Location labeling dataset excerpts:
——————
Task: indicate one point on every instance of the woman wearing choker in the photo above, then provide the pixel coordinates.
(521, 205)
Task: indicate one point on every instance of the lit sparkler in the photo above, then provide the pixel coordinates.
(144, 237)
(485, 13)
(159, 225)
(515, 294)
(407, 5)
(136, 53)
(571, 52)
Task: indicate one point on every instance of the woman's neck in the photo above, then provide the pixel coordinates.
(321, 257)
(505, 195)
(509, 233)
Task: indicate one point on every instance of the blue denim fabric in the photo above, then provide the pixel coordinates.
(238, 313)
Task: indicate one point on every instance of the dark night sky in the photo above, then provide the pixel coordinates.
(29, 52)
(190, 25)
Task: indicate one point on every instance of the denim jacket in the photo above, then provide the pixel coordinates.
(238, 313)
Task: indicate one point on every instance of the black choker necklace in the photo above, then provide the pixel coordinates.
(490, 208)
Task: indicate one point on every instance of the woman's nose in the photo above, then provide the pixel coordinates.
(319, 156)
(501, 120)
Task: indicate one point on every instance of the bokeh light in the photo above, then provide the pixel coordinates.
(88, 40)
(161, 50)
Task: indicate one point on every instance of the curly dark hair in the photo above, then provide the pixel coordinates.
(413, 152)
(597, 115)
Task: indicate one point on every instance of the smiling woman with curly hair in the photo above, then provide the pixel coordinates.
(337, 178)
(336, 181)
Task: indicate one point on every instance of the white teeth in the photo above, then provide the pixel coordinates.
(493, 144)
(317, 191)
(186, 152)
——————
• [Work to be completed]
Copy the whole listing above word for word, from the first line to the last.

• [Exercise response]
Task: indicate one point on every instance of the woman wearing choker in the photo above, then provide the pixel coordinates.
(521, 205)
Task: indicate one point on every instance of the lit sparkler in the photo above, then provide the pixel coordinates.
(144, 237)
(485, 13)
(159, 225)
(515, 294)
(407, 5)
(136, 53)
(571, 52)
Task: indicate one point on every instance of the woman's neck in the photo above, then provide the pixel coordinates.
(321, 257)
(505, 195)
(509, 233)
Task: indicate one point on every instance of the blue denim fabric in the photo above, then provide the pixel coordinates.
(238, 313)
Task: indicate one point on every instance of the dark night sky in the photo above, then provide the pixel coordinates.
(29, 52)
(190, 25)
Task: indicate one point on every instance of the denim jacket in the photo above, then provide the pixel coordinates.
(238, 313)
Task: indicate one point on every instance of the black choker necklace in the photo above, then provide the pixel coordinates.
(490, 208)
Task: indicate one point on every instance of the woman's nose in the photo above, then provide the pixel coordinates.
(319, 156)
(501, 120)
Task: indicate one point on every instance of the bokeh light in the photo above, then provide the pixel coordinates.
(88, 40)
(161, 50)
Task: indicate one point on every instance of the curly dark hair in the photo above, then provide the pixel coordinates.
(413, 152)
(597, 115)
Task: indicate one point on every instance of the smiling woman with curly hair in the photo above, then provide the pixel coordinates.
(337, 178)
(336, 181)
Task: indicate one point on every instance of the white teeth in the photo above, then provide the pixel coordinates.
(493, 144)
(317, 191)
(186, 152)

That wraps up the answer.